#### [Task to carry out]
For each record here, output an exact copy.

#### [Data shown]
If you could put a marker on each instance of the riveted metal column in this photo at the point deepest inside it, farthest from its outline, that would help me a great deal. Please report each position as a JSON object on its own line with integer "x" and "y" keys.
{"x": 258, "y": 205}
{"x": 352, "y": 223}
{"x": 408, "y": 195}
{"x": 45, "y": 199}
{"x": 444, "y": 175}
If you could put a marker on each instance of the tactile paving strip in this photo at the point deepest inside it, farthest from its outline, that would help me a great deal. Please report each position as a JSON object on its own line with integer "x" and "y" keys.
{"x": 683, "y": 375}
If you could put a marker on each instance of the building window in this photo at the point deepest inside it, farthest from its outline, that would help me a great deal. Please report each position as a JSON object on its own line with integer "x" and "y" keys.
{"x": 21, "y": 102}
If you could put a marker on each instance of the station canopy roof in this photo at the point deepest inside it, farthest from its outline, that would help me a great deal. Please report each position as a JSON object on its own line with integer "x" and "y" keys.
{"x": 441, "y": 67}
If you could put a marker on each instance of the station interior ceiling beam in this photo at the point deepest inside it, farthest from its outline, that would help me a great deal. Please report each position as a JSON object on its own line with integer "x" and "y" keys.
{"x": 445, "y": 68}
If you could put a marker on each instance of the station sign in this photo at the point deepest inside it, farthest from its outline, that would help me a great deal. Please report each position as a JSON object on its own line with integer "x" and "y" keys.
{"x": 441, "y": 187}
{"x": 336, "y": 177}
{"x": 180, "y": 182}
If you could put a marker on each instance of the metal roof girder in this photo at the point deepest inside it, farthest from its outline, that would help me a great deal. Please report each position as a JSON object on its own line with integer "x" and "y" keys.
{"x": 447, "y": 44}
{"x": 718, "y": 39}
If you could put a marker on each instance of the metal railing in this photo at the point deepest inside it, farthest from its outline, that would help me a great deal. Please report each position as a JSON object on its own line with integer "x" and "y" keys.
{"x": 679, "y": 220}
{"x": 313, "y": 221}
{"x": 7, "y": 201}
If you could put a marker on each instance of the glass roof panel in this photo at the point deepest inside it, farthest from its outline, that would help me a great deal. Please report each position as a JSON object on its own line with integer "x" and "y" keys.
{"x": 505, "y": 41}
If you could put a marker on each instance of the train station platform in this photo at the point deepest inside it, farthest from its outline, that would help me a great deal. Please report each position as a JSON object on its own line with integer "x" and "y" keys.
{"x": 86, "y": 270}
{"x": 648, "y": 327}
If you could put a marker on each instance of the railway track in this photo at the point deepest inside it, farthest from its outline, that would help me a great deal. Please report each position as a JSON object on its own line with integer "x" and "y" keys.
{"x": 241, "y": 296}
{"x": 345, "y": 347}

#### [Answer for this exercise]
If you could put a marker on each instance of the riveted metal column in this photo at the point deepest inside it, farthest from its outline, that would help me a great deal. Please report each position as a JSON object on its own line with integer "x" and "y" keys.
{"x": 258, "y": 205}
{"x": 352, "y": 223}
{"x": 408, "y": 195}
{"x": 45, "y": 199}
{"x": 444, "y": 175}
If you could put a marker on each instance of the tactile paving strip in this photo at the point deepest inside it, farthest from its outline, that would help me a great deal. Please report each position as a JSON object on its own line with integer "x" and "y" keys.
{"x": 683, "y": 375}
If you could put a marker on each instance of the building window in this photo at the point deepest inside it, farthest from its outline, that would help me a great deal. Please report each position as a JSON object on its own line with integer "x" and "y" keys.
{"x": 21, "y": 102}
If you could put a marker on each instance of the station canopy roof in this photo at the point deepest inside it, farthest from its outline, that would help me a great deal. Please report each position as a JSON object on its own line with integer "x" and "y" keys.
{"x": 441, "y": 67}
If you could put a marker on each instance of the station interior ceiling beam in this photo at the point deepest inside it, farthest from its outline, that would help me a great deal. Please report each position as a JSON object on its own line with integer "x" and "y" keys.
{"x": 445, "y": 68}
If you could put a marker on each instance of the station sign in this photo at the point deepest inside it, farthest from its outline, that would help me a great deal. Please report each position as a JSON object on its own line with integer "x" and "y" keys.
{"x": 441, "y": 187}
{"x": 336, "y": 177}
{"x": 180, "y": 182}
If you could put a marker on each instance of the metal roof girder in this photo at the point deepest inside it, farthest from its outline, that would help me a great deal. Please report each position as a JSON object on its own line with integer "x" and "y" keys.
{"x": 447, "y": 44}
{"x": 718, "y": 39}
If you could put a marker on each instance of the metal railing in this photo at the point deepest inside it, farthest from its outline, that would help me a great deal. Please report each position as a JSON object on its own line with integer "x" and "y" keys.
{"x": 679, "y": 220}
{"x": 313, "y": 221}
{"x": 7, "y": 201}
If you could put a marker on each instance of the glass roof panel in this photo at the point deepest inside it, farthest from its outline, that would help me a great deal. Please report each position as a JSON object on its own line with integer "x" and "y" keys.
{"x": 505, "y": 41}
If you could put a marker on each instance of the train station platform in this photo at the point deepest inside it, farthest from its outline, that would help me a great deal. Please report each position as a JSON object on its own line with integer "x" and "y" keys.
{"x": 86, "y": 270}
{"x": 648, "y": 327}
If you could put a marker on each instance of the railway track in this photo at the point deepest inside it, farthest from its outline, that would help me a great deal. Please report each position as a JSON object on its own line with integer "x" and "y" keys.
{"x": 241, "y": 296}
{"x": 345, "y": 347}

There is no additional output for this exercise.